Retype every one of the records below word for word, keeping each line unchanged and in its original order.

— START RECORDS FOR PROCESSING —

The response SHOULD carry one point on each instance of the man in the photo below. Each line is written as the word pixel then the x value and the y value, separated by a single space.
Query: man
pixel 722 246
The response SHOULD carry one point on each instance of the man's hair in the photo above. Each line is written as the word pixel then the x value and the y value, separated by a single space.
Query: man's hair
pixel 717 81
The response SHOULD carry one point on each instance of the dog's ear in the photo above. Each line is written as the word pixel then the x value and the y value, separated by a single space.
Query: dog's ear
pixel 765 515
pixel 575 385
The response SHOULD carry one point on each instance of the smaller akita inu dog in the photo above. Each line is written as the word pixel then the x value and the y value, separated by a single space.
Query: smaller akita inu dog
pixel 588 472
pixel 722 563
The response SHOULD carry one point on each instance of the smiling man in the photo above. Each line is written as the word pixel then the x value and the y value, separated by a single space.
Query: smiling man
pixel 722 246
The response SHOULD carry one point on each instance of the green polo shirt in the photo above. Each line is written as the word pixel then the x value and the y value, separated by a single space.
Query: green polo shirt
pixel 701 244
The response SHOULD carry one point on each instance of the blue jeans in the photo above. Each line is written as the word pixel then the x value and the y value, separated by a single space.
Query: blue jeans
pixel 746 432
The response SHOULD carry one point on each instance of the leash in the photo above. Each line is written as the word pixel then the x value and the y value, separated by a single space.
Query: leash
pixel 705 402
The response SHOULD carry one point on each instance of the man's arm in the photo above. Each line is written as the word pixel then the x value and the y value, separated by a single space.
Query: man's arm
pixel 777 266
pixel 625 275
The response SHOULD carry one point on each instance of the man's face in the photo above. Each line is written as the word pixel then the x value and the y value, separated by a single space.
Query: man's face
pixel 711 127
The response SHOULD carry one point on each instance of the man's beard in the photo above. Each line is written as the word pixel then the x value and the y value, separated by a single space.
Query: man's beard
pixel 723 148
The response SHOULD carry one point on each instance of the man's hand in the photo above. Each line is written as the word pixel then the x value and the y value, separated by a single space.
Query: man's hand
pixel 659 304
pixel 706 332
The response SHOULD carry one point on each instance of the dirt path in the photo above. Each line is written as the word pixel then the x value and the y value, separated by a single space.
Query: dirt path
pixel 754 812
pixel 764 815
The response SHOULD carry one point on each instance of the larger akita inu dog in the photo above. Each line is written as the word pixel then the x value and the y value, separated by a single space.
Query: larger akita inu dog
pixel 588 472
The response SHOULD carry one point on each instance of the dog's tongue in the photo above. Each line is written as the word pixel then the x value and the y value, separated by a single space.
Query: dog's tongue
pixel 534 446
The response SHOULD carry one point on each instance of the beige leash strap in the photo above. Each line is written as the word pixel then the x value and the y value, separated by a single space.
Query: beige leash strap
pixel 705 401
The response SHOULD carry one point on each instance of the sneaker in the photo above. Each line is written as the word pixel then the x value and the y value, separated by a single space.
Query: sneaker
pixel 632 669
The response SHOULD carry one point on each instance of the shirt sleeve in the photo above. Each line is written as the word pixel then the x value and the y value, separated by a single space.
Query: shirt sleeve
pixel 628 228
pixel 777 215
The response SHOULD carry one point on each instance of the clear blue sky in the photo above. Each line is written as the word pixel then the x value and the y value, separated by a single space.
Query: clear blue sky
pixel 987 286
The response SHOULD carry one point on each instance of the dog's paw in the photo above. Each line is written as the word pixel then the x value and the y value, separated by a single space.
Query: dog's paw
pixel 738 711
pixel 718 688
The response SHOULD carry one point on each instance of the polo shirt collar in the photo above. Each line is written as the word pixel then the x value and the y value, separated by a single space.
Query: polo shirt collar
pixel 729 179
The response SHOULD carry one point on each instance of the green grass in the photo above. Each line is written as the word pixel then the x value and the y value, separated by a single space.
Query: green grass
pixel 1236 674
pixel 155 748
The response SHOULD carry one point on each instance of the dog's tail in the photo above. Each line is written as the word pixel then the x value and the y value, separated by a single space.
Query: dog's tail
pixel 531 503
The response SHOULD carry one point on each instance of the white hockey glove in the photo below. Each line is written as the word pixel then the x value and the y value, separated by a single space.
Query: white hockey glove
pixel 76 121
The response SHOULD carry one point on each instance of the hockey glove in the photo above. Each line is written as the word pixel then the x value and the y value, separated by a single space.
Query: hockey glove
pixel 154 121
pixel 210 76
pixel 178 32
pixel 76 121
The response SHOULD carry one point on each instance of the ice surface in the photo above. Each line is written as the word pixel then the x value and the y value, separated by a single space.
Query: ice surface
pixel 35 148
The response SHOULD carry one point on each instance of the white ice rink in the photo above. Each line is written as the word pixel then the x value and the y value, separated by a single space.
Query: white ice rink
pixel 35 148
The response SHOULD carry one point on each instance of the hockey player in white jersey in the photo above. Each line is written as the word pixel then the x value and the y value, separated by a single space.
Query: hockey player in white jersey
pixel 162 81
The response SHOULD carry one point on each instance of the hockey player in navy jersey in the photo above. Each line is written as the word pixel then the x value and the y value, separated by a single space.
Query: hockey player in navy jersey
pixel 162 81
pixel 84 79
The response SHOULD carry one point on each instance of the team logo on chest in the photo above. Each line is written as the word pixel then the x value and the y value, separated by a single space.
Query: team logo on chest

— END RECORDS FOR PROCESSING —

* _FULL OUTPUT_:
The response SHOULD carry one point on each instance of the man in the photo below. Each line is written as the word pixel then the x value and the y value, separated by a single space.
Query: man
pixel 722 246
The response SHOULD carry one point on each instance of the man's hair in the photo above. Each line is written as the word pixel then the x value and the y value, separated by a single space.
Query: man's hair
pixel 717 81
The response SHOULD carry one point on each instance of the dog's ear in the photo above. Each line is written as the word pixel then the x value and the y value, separated by a single space.
Query: dog's ear
pixel 765 515
pixel 575 385
The response SHOULD carry one point on each instance of the smaller akita inu dog in the photo above. Each line is written as the word pixel then the x value and the y value, separated by a single space.
Query: smaller akita inu dog
pixel 588 472
pixel 722 563
The response SHOULD carry one point on each instance of the smiling man in the photo above. Each line is written as the word pixel then the x value and the y value, separated by a single space.
Query: smiling man
pixel 722 246
The response SHOULD carry one point on each instance of the green polo shirt in the photo above. Each line is written as the word pixel then the x value and the y value, separated by a single space.
Query: green polo shirt
pixel 701 244
The response SHOULD carry one point on each instance of the blue jeans in the photo above. Each line is written as the word pixel then the x value and the y value, separated by a single space.
Query: blue jeans
pixel 746 432
The response SHOULD carry one point on each instance of the leash in the photo above. Each line is written as the word pixel then the x value and the y value, separated by a single space.
Query: leash
pixel 705 402
The response SHOULD carry one point on each instance of the man's arm in the photo above. Each line is written as the word pixel then the x value and the y value, separated by a single space.
Query: man's arm
pixel 777 266
pixel 625 275
The response SHOULD carry one point on each instance of the man's face in the photo above. Each line is written as the word pixel then the x value and the y value, separated by a single space.
Query: man's face
pixel 711 127
The response SHOULD carry one point on each instance of the man's beard in the photo above. Each line is written as the word pixel then the x value and the y value, separated by a single space.
Query: man's beard
pixel 723 148
The response SHOULD carry one point on each instance of the man's hand in the photo above. Each line is written as the word pixel then the x value and the y value, separated by a single space.
Query: man's hand
pixel 659 304
pixel 706 332
The response SHOULD carry one point on each instance of the dirt path in the photo above. Each line is written as the word pixel then the x value and the y value, separated by a single space.
Query: dirt path
pixel 754 812
pixel 764 815
The response SHOULD carry one point on each instance of the larger akita inu dog in the photo above. Each line is written as the word pixel then the x value and the y value, separated by a single space.
Query: larger akita inu dog
pixel 588 472
The response SHOULD carry one point on each instance of the dog's tongue in the photo above. Each line is written as the word pixel then the x value and the y value, separated by a single space.
Query: dog's tongue
pixel 534 446
The response SHOULD carry one point on each instance of the beige leash strap in the photo above. Each line is written as the word pixel then the x value and the y value, separated by a single space.
Query: beige leash strap
pixel 705 401
The response SHOULD carry one point on each instance of the sneaker in the photo above. Each line is written as the word pixel then the x value and the y value, separated by a single space.
Query: sneaker
pixel 632 669
The response SHOULD carry one point on each instance of the shirt sleeve in the photo above. Each line is written as the word pixel then the x value and the y value, separated by a single space.
Query: shirt sleeve
pixel 628 228
pixel 777 215
The response SHOULD carry one point on each instance of the clear blue sky in the photo above. Each line is written as the word pixel then the x value and the y value, separated by a single space.
Query: clear blue sky
pixel 987 286
The response SHOULD carry one point on each instance of the dog's paw in the photo above. Each line is written as the word pixel then the x value and the y value, separated by a single space.
Query: dog's paw
pixel 738 711
pixel 718 688
The response SHOULD carry one point on each instance of the polo shirt collar in the photo above. Each line is written as the word pixel then the x value and the y value, separated by a single space.
Query: polo shirt collar
pixel 729 179
The response SHOULD carry one point on each instance of the green grass in the photo above. Each line is written as the word pixel then the x value and the y value, separated by a single space.
Query: green grass
pixel 1236 674
pixel 155 748
The response SHOULD carry one point on each instance of the dog's tail in the photo above. Each line is written as the word pixel then the x value and the y value, separated by a single space.
Query: dog's tail
pixel 531 503
The response SHOULD carry one point on each instance of the white hockey glove in the photo below. Each line is written as the word pixel then the x value and the y value, separated by a single space.
Query: white hockey glove
pixel 76 121
The response SHOULD carry one point on each instance of the hockey glove in the photo above. Each line is written as the word pixel then the x value and the y value, separated by a single space.
Query: hockey glove
pixel 154 121
pixel 210 76
pixel 178 32
pixel 76 121
The response SHOULD carry one point on each instance of the ice surface in the photo above. Each line is written as the word pixel then the x value and the y value, separated by a single space.
Query: ice surface
pixel 35 148
The response SHOULD carry one point on each instance of the white ice rink in the photo above. Each line is written as the word pixel then the x value and the y value, separated by a single space.
Query: white ice rink
pixel 35 148
The response SHOULD carry one point on each instance of the hockey player in white jersey in the photo above. Each line is written as the word pixel then the x value and the y value, separated by a single space.
Query: hockey player in white jersey
pixel 162 81
The response SHOULD carry one point on each instance of the hockey player in navy jersey in the photo above. Each line is written as the word pixel then the x value and the y value, separated by a single space.
Query: hockey player in navy jersey
pixel 162 81
pixel 84 79
The response SHOULD carry one point on each instance of the team logo on chest in the photo above. Each line is written as the word pixel then the x value and the y value, separated by a single space.
Query: team logo on chest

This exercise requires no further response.